_REQUIRED ACTIONS_
**1.** According to the forum thread about the gRPC message size limit, what kind of workflows hit the error?
**2.** Pick up the forum thread about the gRPC message size limit after its final post and write the next reply.

_EXCERPTED PASSAGE_
= = = = =
GRPC message size limit

Hello,

We came across this error recently :

*serviceerror.ResourceExhausted=grpc: received message larger than max (4473689 vs. 4194304))

Looks like GRPC is limited by default to 4mb.

Seems this is already a feature request to be able to change the limit.

Is this change in the near future roadmap?

Note that this happened with workflows that had a lot of events. We are already trying to keep activities args and results as small as possible.

Thanks for the help!

Which API call does give this error?

Not an API call. Worker task :

Here the complete error message :

Failed to process workflow task.%!(EXTRA string=Namespace, string=default, string=TaskQueue, string=niko-worker, string=WorkerID, string=6@9631965fc1f2@, string=WorkflowType, string=ProcessOrder, string=WorkflowID, string=niko-order-1100679853, string=RunID, string=f6aaffcb-a2eb-4bae-9a59-b0192e46f560, string=Error, *serviceerror.ResourceExhausted=grpc: received message larger than max (6776550 vs. 4194304))
= = = = =
_Excerpts of location labeling data_
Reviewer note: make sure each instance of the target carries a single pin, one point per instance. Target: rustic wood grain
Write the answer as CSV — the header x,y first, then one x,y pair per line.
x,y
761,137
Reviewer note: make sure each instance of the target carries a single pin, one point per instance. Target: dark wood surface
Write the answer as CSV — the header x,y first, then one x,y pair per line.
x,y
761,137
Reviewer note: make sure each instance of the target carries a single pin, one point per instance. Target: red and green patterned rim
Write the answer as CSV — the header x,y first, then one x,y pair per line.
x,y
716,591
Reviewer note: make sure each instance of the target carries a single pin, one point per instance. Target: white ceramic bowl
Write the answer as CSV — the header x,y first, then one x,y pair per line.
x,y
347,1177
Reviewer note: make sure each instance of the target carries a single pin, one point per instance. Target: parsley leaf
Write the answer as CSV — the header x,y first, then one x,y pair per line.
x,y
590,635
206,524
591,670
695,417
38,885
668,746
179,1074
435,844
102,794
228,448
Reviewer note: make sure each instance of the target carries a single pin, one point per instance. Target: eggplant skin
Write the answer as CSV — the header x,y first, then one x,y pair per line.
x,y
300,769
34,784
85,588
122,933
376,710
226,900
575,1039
= = = = =
_ANSWERS BELOW_
**1.** Workflows that had a lot of events.

**2.**
We also can see the same error, when we scroll down in the Web UI for the history of that workflow :

How many parallel activities or child workflows are you trying to execute?

In some steps of the workflow, we create up to 60 futures for activities and wait for them to complete.

We have 0 subworkflows

We have a separate go routine listening for signals that process the signals sequentially.

So you have 60 activities that together have input over 6mb. I would try to limit the size of their inputs.

Looking into this, i believe the issue is not in the 60 parallel activities, but rather in the signals listener go-routine.

The listener is in an infinite loop waiting for signals to process. For each signal, it will eval changes to a struct and trigger an activity that we call “Upsert” to send the updated version of that struct to an external API. This activity receives the struct as argument.

Created a sample code that simulate this in my local env

1 - add a go routine with a listener to a Signal channel and loops forever. Added a WaitGroup to prevent Main Workflow from completing
2 - Signal listener handler executes an activity passing a bigger struct ( ex : 100 kb ) as argument.
3 - The Activity return nil

Script a loop to send 500 signals. After some of the signals are sent, the worker suddenly stops processing the events.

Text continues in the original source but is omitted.